■ Excerpts from location labeling data ■

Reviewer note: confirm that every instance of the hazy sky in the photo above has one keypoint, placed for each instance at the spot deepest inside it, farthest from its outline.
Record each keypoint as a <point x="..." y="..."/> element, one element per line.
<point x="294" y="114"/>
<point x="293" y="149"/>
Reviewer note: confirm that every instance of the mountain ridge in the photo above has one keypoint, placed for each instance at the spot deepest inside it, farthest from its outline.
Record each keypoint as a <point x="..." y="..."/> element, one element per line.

■ Directions ■
Could you copy every line of the records above word for word?

■ Final answer ■
Reviewer note: confirm that every instance of the hazy sky in the photo above has one keypoint, placed for each instance at the spot deepest inside it, farthest from its outline.
Record each keypoint as a <point x="..." y="..."/> element, one element per line.
<point x="294" y="114"/>
<point x="293" y="149"/>
Reviewer note: confirm that every instance of the mountain ridge in the photo above has one keypoint, placed for each instance at the spot deepest inside it, farthest from its outline.
Record each keypoint as a <point x="..." y="..."/> element, one element per line.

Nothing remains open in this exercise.